Job =>
Every record must be written out once more, with nothing added or omitted.

Extracted data =>
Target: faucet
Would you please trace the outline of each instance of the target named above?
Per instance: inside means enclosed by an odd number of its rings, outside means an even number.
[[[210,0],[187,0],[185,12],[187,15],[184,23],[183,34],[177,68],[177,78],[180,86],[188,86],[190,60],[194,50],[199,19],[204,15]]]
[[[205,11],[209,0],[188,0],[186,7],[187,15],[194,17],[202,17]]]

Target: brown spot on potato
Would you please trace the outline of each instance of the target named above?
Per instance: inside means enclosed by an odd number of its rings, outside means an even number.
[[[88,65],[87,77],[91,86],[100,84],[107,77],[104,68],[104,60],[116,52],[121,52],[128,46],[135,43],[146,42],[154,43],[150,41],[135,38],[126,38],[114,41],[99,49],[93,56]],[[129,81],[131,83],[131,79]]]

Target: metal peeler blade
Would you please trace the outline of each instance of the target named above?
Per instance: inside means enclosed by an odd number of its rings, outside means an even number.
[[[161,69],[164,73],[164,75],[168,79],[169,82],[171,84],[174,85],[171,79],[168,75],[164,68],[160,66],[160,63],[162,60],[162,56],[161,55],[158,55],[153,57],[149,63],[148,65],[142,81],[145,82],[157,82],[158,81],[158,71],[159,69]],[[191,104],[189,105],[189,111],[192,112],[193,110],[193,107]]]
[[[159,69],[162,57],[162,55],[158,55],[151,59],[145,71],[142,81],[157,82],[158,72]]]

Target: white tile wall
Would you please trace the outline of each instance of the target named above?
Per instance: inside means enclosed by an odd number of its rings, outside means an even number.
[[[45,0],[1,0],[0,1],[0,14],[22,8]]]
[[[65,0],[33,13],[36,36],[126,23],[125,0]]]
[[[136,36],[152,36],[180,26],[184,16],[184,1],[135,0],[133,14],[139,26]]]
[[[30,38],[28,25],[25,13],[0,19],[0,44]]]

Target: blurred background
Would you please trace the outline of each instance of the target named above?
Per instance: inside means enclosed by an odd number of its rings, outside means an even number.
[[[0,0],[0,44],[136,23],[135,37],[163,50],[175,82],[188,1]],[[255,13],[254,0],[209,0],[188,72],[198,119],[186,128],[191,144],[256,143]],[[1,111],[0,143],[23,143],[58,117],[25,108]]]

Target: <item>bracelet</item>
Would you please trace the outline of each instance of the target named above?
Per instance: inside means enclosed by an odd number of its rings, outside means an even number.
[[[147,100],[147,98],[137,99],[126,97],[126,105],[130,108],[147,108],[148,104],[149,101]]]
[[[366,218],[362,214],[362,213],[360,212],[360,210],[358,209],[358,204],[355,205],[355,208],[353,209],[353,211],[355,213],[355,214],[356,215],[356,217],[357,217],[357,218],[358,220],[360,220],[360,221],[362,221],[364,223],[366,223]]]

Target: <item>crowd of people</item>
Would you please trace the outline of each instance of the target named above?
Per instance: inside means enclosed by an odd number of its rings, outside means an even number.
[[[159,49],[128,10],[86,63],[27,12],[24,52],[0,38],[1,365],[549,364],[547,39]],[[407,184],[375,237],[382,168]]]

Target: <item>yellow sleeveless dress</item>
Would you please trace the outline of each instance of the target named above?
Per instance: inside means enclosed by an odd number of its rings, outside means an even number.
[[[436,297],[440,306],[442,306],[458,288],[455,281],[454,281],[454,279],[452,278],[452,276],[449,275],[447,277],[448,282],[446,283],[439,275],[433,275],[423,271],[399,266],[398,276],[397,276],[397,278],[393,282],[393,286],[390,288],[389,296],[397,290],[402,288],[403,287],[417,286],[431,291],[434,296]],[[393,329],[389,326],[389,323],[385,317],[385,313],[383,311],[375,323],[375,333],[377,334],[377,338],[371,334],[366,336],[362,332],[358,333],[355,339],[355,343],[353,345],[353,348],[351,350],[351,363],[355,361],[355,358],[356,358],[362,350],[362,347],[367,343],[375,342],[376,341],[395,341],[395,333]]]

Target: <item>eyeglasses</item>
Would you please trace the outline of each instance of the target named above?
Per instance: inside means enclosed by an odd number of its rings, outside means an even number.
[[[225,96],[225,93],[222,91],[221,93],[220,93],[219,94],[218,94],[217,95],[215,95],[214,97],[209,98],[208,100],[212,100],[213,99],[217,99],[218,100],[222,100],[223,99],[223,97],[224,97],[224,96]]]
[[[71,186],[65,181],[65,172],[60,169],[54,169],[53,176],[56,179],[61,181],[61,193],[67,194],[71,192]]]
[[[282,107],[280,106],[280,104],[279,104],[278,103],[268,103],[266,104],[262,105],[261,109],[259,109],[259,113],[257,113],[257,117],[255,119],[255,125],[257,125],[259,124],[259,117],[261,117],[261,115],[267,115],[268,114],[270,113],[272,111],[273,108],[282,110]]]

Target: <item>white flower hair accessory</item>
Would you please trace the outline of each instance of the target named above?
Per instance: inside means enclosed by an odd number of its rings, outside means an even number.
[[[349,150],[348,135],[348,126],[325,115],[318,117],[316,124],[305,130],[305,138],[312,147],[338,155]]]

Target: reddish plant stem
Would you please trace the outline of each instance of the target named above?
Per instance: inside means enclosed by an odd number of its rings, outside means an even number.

Solution =>
Target: faucet
Would you please trace the outline of each instance of the target named above?
Per instance: inside means enclosed by an odd number of its rings, outside means an even number.
[[[210,0],[187,0],[185,12],[187,15],[184,23],[183,34],[177,68],[177,78],[180,86],[188,86],[190,60],[194,50],[199,19],[204,15]]]
[[[205,11],[209,0],[188,0],[186,7],[187,15],[194,17],[202,17]]]

Target: brown spot on potato
Would you please trace the outline of each instance of the target named above?
Per instance: inside means enclosed by an odd number of its rings, outside means an even number.
[[[88,65],[87,77],[91,86],[100,84],[107,77],[104,68],[104,60],[116,52],[121,52],[128,46],[135,43],[146,42],[154,43],[150,41],[135,38],[126,38],[114,41],[99,49],[93,56]],[[129,81],[131,83],[131,79]]]

Target: metal peeler blade
Would you please trace the outline of each instance of the target named above?
Per instance: inside means enclosed by an odd number of its rings, outside means an even number.
[[[161,69],[164,73],[164,75],[168,79],[169,82],[171,84],[174,85],[171,79],[168,75],[164,68],[160,66],[160,63],[162,60],[162,56],[161,55],[158,55],[153,57],[149,63],[148,65],[142,81],[145,82],[157,82],[158,81],[158,71],[159,69]],[[191,104],[189,105],[189,111],[192,112],[193,110],[193,107]]]
[[[159,69],[162,57],[162,55],[158,55],[151,59],[145,71],[142,81],[157,82],[158,72]]]

Target: white tile wall
Would you please trace the outline of each instance of the target named above?
Per instance: inside means enclosed by an odd number of its rings, outside means an even number.
[[[45,0],[1,0],[0,1],[0,14],[22,8]]]
[[[65,0],[33,13],[36,36],[126,23],[125,0]]]
[[[136,36],[152,36],[180,26],[184,16],[184,1],[135,0],[133,14],[139,26]]]
[[[30,38],[28,25],[25,13],[0,19],[0,44]]]

Target: blurred background
Would you please trace the outline of each instance of the target named above?
Per instance: inside means enclosed by an odd number of its rings, outside means an even number.
[[[0,0],[0,44],[136,23],[135,37],[163,50],[175,82],[188,1]],[[255,13],[254,0],[209,0],[188,72],[198,119],[186,128],[191,144],[256,143]],[[1,111],[0,143],[23,143],[58,117],[25,108]]]

Target: <item>bracelet</item>
Would you please trace the outline of each instance of the target named above?
Per instance: inside means enclosed by an odd number of its rings, outside means an even number.
[[[147,100],[147,98],[137,99],[126,97],[126,105],[130,108],[147,108],[148,104],[149,101]]]
[[[366,218],[362,214],[362,213],[360,212],[360,210],[358,209],[358,204],[355,205],[355,208],[353,209],[353,211],[355,213],[355,214],[356,215],[356,217],[357,217],[357,218],[358,220],[360,220],[360,221],[362,221],[364,223],[366,223]]]

Target: <item>crowd of people</item>
Would you please trace the outline of each instance of the target named above?
Per instance: inside means enclosed by an odd number of its rings, outside means an even number.
[[[159,49],[128,10],[86,63],[27,12],[24,52],[0,38],[1,365],[549,364],[547,39]],[[407,184],[375,237],[382,168]]]

Target: <item>yellow sleeveless dress</item>
Would you please trace the outline of each instance of the target named above?
Per instance: inside means enclosed by an odd number of its rings, outside means an even number.
[[[436,297],[440,306],[442,306],[458,288],[455,281],[454,281],[454,279],[452,278],[452,276],[449,275],[447,277],[448,282],[446,283],[439,275],[433,275],[423,271],[399,266],[398,276],[397,276],[397,278],[393,282],[393,286],[390,288],[389,296],[397,290],[402,288],[403,287],[417,286],[431,291],[434,296]],[[393,329],[389,326],[389,323],[385,317],[385,313],[383,311],[375,323],[375,333],[377,334],[377,338],[371,334],[366,336],[362,332],[358,333],[355,339],[355,343],[353,345],[353,348],[351,350],[351,363],[355,361],[355,358],[356,358],[362,350],[362,347],[367,343],[375,342],[376,341],[395,341],[395,333]]]

Target: <item>eyeglasses</item>
Would you please trace the outline of each instance of the target named above?
Per instance: inside means enclosed by an odd number of its rings, outside means an even number.
[[[225,96],[225,93],[222,91],[221,93],[220,93],[219,94],[218,94],[217,95],[215,95],[214,97],[209,98],[208,100],[212,100],[213,99],[217,99],[218,100],[222,100],[223,99],[223,97],[224,97],[224,96]]]
[[[71,186],[65,181],[65,172],[60,169],[54,169],[53,176],[56,179],[61,181],[61,193],[67,194],[71,192]]]
[[[282,107],[280,106],[280,104],[279,104],[278,103],[268,103],[266,104],[262,105],[261,109],[259,109],[259,113],[257,113],[257,117],[255,119],[255,125],[257,125],[259,124],[259,117],[261,117],[261,115],[267,115],[268,114],[270,113],[272,111],[273,108],[282,110]]]

Target: <item>white flower hair accessory</item>
Would you please trace the outline of each instance of the target named above?
Per instance: inside means enclosed by an odd number of its rings, outside means an even number.
[[[349,150],[348,135],[348,126],[325,115],[318,117],[316,124],[305,130],[305,138],[312,147],[338,155]]]

Target: reddish plant stem
Would you please trace the outline of each instance of the target named above?
Per instance: inside means enclosed by an odd number of its rings, outside means an even number.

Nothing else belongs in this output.